─── The records
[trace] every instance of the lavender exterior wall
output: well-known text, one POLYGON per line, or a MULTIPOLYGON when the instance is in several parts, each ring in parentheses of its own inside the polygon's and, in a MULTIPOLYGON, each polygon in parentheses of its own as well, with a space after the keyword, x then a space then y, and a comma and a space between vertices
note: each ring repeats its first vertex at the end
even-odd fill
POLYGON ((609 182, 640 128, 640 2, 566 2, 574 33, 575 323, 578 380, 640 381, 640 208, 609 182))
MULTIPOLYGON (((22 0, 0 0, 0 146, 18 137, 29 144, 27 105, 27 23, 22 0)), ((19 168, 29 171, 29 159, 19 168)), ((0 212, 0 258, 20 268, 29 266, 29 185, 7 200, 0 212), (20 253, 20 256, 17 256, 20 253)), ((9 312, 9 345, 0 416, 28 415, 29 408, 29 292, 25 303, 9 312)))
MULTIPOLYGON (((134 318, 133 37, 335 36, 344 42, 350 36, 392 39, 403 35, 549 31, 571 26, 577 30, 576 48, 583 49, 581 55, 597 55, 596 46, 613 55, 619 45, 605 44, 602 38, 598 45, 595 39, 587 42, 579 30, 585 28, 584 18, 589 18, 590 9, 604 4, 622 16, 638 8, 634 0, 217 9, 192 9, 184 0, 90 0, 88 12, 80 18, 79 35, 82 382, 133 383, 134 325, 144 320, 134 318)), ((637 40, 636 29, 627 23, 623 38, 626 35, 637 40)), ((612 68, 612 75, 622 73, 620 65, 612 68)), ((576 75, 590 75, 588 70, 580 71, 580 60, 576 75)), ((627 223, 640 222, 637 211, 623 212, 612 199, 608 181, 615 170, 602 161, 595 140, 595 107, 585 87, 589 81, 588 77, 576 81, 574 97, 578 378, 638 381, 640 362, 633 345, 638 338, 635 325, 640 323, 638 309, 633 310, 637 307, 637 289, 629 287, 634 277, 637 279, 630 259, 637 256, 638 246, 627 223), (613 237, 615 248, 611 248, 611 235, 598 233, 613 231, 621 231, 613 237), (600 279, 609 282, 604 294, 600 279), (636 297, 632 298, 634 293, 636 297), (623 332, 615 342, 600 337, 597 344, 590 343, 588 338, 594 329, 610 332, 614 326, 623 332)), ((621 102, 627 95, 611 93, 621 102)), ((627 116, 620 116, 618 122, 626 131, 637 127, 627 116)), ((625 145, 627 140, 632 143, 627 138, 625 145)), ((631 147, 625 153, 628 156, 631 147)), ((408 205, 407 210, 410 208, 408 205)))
──────
# [Work instruction]
Up to and including the line with "note: each ring", restate the records above word for word from the very first line.

# [Task solution]
[trace] every instance of the lavender exterior wall
output: well-known text, one POLYGON per line, or a MULTIPOLYGON when the instance is in several parts, each ring in parentheses of its own inside the polygon's and, in a MULTIPOLYGON, each polygon in parentheses of its own as well, with a space after the keyword, x then a space then y, and a comma and a space between vertices
note: each ring repeats its first vertex at the end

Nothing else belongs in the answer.